Text segment —
=-=-=-=-=

Carolina Papetti
Italian artist Carolina Papetti started her artistic career between London and Amsterdam. Coming from Dance Studies e Choreography, she has always been drawn to writing and filming and their use in the search for ambiguity, crating spaces, objects, texts, images, characters and materials. “I consider my artistic experience as a desire to expand the notion of biography. A desire for self-proliferation, transformation or biographical metamorphosis. Or a transgression of everything I experience.”
Where does your research focus stem from?
I started writing and filming from a very young age.
I have always felt a strong attraction and intuition towards the experience-notion of ambivalence and ambiguity and a certain desire to grasp and reproduce certain scenes, images, looks and words that I perceived as suspended in time and space.
In my creative processes and works there is a constant research and creation of spaces, objects, texts, images, characters and materials intended as a material and conceptual juxtaposition, without prejudice , of apparently opposite aesthetics and choices that tend to simultaneously evoke feelings of desire, suspicion and indeterminacy.
From the very beginning, creating meant accepting and establishing a relationship-research with the notion of ambiguity as a desire to investigate aspects of reality that continually tend to escape and challenge the logic of effective meaning, addressing it on a sensory level.
I consider my artistic experience as a desire to expand the notion of biography.
A desire for self-proliferation, transformation or biographical metamorphosis.
Or a transgression of everything I experience.
I am drawn to framing cinematic images of love and decay and fueling the blurring of the lines between opposing forces.
My artistic research is an investigation into the relationship between architecture, intimacy, gender roles, staging and psychology, control and power.

=-=-=-=-=

Records from a dataset
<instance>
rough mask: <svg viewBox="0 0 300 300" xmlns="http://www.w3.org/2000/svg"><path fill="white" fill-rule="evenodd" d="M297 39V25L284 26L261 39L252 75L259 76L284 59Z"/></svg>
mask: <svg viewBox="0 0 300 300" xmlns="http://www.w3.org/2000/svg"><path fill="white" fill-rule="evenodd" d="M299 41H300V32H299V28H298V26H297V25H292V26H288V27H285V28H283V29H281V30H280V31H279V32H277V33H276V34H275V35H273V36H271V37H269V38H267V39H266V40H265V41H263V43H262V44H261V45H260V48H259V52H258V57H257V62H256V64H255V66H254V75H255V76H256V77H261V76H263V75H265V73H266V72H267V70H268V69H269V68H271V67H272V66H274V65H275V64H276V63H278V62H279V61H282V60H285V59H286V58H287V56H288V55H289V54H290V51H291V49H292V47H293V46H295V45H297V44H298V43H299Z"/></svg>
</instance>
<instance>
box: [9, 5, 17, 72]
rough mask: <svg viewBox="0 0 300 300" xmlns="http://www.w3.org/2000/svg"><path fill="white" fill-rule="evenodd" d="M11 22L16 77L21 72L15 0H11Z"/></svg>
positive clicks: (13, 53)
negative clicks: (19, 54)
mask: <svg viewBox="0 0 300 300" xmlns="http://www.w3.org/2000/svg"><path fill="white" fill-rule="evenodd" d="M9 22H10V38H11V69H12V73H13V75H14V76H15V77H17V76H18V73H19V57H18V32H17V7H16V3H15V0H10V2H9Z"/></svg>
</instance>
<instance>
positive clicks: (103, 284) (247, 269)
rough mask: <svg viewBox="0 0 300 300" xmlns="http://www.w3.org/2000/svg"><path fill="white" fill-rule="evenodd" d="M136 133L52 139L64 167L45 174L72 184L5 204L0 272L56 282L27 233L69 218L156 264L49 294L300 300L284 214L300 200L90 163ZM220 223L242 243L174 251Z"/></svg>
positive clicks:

=-=-=-=-=

Study questions —
(1) Answer these questions using the Carolina Papetti profile:
(a) Between which two cities did Papetti begin her artistic career?
(b) From what age did she start writing and filming?
(c) Cinematic images of what does she say she is drawn to framing?
(2) Write out the passage of the Carolina Papetti profile from "Where does your" up to and including "time and space.".
(3) List every item that the Carolina Papetti profile names after the words "a constant research and creation of".
The data above has no connection to the Carolina Papetti profile.

Responses to the tasks —
(1)
(a) London and Amsterdam
(b) From a very young age
(c) Love and decay

(2)
Where does your research focus stem from?
I started writing and filming from a very young age.
I have always felt a strong attraction and intuition towards the experience-notion of ambivalence and ambiguity and a certain desire to grasp and reproduce certain scenes, images, looks and words that I perceived as suspended in time and space.

(3) spaces, objects, texts, images, characters, materials